→ **Dataset rows**:

+++++

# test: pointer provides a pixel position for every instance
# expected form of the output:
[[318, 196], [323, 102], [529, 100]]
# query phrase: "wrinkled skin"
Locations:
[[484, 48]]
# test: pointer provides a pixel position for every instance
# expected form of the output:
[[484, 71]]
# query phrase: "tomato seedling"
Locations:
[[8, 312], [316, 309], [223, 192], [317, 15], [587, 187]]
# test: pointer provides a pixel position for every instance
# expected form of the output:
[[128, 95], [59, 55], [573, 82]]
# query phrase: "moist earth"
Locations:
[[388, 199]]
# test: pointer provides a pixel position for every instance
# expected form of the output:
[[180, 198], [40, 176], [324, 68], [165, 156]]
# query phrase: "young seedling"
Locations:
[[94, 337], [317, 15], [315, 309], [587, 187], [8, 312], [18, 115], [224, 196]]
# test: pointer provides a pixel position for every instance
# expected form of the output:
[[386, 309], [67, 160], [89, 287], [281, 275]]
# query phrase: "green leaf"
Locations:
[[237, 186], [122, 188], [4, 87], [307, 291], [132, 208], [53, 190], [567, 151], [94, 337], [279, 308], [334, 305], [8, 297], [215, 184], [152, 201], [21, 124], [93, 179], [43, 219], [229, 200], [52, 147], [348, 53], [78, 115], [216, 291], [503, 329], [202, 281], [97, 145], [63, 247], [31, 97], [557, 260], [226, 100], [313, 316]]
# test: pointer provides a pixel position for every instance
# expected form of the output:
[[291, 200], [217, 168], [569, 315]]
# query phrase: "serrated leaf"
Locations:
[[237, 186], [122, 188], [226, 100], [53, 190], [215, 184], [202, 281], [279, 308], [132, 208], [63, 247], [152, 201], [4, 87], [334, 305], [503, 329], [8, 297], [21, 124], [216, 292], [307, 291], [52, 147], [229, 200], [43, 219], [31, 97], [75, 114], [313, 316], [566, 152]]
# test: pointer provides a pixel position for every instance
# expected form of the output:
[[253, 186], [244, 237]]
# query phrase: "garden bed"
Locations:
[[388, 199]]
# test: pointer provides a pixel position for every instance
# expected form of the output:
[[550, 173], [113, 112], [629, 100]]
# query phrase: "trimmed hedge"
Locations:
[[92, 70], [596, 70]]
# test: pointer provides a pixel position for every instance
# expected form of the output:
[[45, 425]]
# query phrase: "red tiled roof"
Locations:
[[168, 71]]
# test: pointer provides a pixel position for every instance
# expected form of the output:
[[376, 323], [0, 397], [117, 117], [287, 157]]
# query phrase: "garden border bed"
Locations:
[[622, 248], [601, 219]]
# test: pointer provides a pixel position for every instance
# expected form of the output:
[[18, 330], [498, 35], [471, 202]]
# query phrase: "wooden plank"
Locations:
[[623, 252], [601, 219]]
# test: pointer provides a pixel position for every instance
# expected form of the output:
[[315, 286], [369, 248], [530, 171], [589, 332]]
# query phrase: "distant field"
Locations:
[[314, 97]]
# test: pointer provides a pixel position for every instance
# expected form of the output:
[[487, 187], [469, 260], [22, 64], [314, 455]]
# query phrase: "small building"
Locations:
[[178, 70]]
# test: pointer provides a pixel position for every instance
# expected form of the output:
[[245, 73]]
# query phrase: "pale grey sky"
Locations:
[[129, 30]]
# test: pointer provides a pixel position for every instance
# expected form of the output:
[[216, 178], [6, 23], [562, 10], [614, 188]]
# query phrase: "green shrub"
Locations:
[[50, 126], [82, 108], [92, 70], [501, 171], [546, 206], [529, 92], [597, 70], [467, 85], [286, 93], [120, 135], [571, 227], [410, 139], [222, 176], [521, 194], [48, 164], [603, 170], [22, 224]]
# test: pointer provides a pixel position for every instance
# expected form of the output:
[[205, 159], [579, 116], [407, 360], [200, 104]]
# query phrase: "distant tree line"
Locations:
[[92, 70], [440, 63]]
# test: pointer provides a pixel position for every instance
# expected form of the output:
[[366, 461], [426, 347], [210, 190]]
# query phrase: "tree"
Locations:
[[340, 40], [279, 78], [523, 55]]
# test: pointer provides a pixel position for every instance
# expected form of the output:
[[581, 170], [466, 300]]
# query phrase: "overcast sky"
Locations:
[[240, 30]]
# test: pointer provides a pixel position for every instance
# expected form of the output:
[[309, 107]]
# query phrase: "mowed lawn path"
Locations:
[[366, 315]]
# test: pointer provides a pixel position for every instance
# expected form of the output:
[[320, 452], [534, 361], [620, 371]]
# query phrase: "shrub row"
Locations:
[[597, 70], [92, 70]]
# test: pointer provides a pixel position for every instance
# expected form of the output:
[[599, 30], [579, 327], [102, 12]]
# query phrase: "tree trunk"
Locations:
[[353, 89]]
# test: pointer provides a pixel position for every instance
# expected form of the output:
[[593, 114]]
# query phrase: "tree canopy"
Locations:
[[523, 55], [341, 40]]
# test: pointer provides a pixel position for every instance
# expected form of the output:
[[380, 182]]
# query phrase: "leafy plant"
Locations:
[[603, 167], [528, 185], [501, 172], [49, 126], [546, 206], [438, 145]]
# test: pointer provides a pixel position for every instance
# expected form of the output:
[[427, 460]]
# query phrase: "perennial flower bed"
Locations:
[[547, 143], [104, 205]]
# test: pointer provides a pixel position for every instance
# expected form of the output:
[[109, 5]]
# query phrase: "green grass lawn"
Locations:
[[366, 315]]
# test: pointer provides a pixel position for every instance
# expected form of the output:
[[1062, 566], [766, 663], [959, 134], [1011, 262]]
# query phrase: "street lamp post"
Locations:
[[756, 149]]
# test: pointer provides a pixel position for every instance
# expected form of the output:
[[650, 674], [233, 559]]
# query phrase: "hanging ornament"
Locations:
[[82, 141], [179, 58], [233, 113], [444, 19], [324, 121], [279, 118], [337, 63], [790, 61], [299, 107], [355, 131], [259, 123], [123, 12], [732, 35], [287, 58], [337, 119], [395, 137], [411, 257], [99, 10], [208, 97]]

+++++

→ **What you need to do**:
Each entry above is to be printed again exactly.

→ **Correct answer**:
# test: pointer provides a pixel position for every instance
# expected form of the output:
[[318, 196], [323, 102], [529, 100]]
# query phrase: "wrinkled skin"
Locations:
[[484, 48]]
# test: pointer provides a pixel position for every instance
# expected form of the output:
[[484, 71]]
# query phrase: "tomato seedling"
Locations:
[[8, 312], [316, 309], [223, 192], [317, 15], [587, 187]]
# test: pointer provides a pixel position for every instance
# expected form of the output:
[[128, 95], [59, 55], [573, 82]]
# query phrase: "moist earth"
Locations:
[[388, 199]]
# test: pointer provides a pixel position for every instance
# expected form of the output:
[[180, 198], [40, 176], [324, 68], [165, 156]]
# query phrase: "young seedling"
Locations:
[[94, 337], [317, 15], [315, 309], [587, 187], [8, 312], [18, 115], [224, 196]]
# test: pointer provides a pixel position for every instance
# expected form of the output:
[[386, 309], [67, 160], [89, 287], [281, 275]]
# query phrase: "green leaf"
Locations:
[[237, 186], [122, 188], [4, 87], [307, 291], [132, 208], [53, 190], [567, 151], [94, 337], [279, 308], [334, 305], [8, 297], [215, 184], [152, 201], [21, 124], [93, 179], [43, 219], [229, 200], [52, 147], [348, 53], [78, 115], [216, 291], [503, 329], [202, 281], [97, 145], [63, 247], [31, 97], [557, 260], [226, 100], [313, 316]]
# test: pointer provides a pixel position for every instance
# expected form of the output:
[[291, 200], [217, 168], [569, 315]]
# query phrase: "serrated leaf"
Locations:
[[237, 186], [122, 188], [226, 100], [53, 190], [215, 184], [202, 281], [279, 308], [132, 208], [63, 247], [152, 201], [4, 87], [334, 305], [503, 329], [8, 297], [21, 124], [216, 292], [307, 291], [52, 147], [229, 200], [43, 219], [31, 97], [75, 114], [313, 316], [566, 152]]
# test: pointer provides a pixel position for every instance
# expected form of the output:
[[253, 186], [244, 237]]
# query phrase: "garden bed"
Locations:
[[388, 199]]
# test: pointer provides a pixel position for every instance
# expected form of the output:
[[550, 173], [113, 112], [629, 100]]
# query phrase: "trimmed hedge"
Locations:
[[92, 70], [596, 70]]
# test: pointer provides a pixel position for every instance
# expected form of the output:
[[45, 425]]
# query phrase: "red tiled roof"
Locations:
[[168, 71]]
# test: pointer provides a pixel position for every instance
# expected form of the output:
[[376, 323], [0, 397], [117, 117], [287, 157]]
# query phrase: "garden border bed"
Locations:
[[622, 248], [601, 219]]
# test: pointer provides a pixel position for every instance
# expected form of the output:
[[18, 330], [498, 35], [471, 202]]
# query phrase: "wooden plank"
Locations:
[[623, 252], [601, 219]]
# test: pointer provides a pixel position for every instance
# expected form of the output:
[[315, 286], [369, 248], [530, 171], [589, 332]]
# query phrase: "distant field"
Locations:
[[314, 97]]
# test: pointer provides a pixel position for every instance
# expected form of the output:
[[487, 187], [469, 260], [22, 64], [314, 455]]
# query phrase: "small building"
Locations:
[[178, 70]]
# test: pointer provides a pixel position for every instance
# expected form of the output:
[[245, 73]]
# query phrase: "pale grey sky"
Locations:
[[129, 30]]
# test: pointer provides a pixel position for every instance
# expected form of the output:
[[216, 178], [6, 23], [562, 10], [614, 188]]
# query phrase: "green shrub"
Locations:
[[50, 126], [82, 108], [92, 70], [501, 171], [546, 206], [529, 92], [597, 70], [467, 85], [286, 93], [120, 135], [571, 227], [410, 139], [222, 176], [521, 194], [48, 164], [603, 170], [22, 224]]
# test: pointer provides a pixel position for every instance
# expected form of the output:
[[205, 159], [579, 116], [407, 360], [200, 104]]
# query phrase: "distant tree line"
Locations:
[[92, 70], [440, 63]]
# test: pointer provides a pixel position for every instance
# expected form of the output:
[[366, 461], [426, 347], [210, 190]]
# query phrase: "tree"
Locations:
[[340, 40], [279, 78], [523, 55]]
# test: pointer provides a pixel position for every instance
# expected form of the output:
[[581, 170], [466, 300]]
# query phrase: "overcast sky"
Locations:
[[240, 30]]
# test: pointer provides a pixel position for every instance
# expected form of the output:
[[309, 107]]
# query phrase: "mowed lawn path"
Locations:
[[366, 315]]
# test: pointer provides a pixel position for every instance
# expected form of the output:
[[320, 452], [534, 361], [620, 371]]
# query phrase: "shrub row"
Locations:
[[597, 70], [92, 70]]
# test: pointer provides a pixel position for every instance
# expected form of the output:
[[599, 30], [579, 327], [102, 12]]
# query phrase: "tree trunk"
Locations:
[[353, 89]]
# test: pointer provides a pixel position for every instance
# expected form of the output:
[[593, 114]]
# query phrase: "tree canopy"
Locations:
[[523, 55], [341, 40]]
# test: pointer provides a pixel position for every instance
# expected form of the output:
[[380, 182]]
# query phrase: "leafy plant"
Locations:
[[603, 167], [528, 185], [501, 172], [49, 126], [546, 206], [438, 145]]
# test: pointer provides a pixel position for every instance
# expected form of the output:
[[427, 460]]
# query phrase: "perennial flower bed"
Locations:
[[547, 143], [104, 205]]
# test: pointer provides a pixel position for every instance
# expected form of the output:
[[109, 5]]
# query phrase: "green grass lawn"
Locations:
[[366, 315]]
# test: pointer provides a pixel position for every instance
# expected form of the output:
[[1062, 566], [766, 663], [959, 134], [1011, 262]]
# query phrase: "street lamp post"
Locations:
[[756, 149]]
# test: pointer provides a pixel position for every instance
# expected form of the output:
[[650, 674], [233, 559]]
# query phrase: "hanging ornament"
Locations:
[[82, 141], [179, 58], [233, 113], [444, 19], [324, 121], [279, 118], [337, 63], [790, 61], [299, 107], [355, 131], [259, 123], [123, 12], [732, 35], [287, 58], [337, 119], [395, 137], [411, 257], [99, 10], [208, 97]]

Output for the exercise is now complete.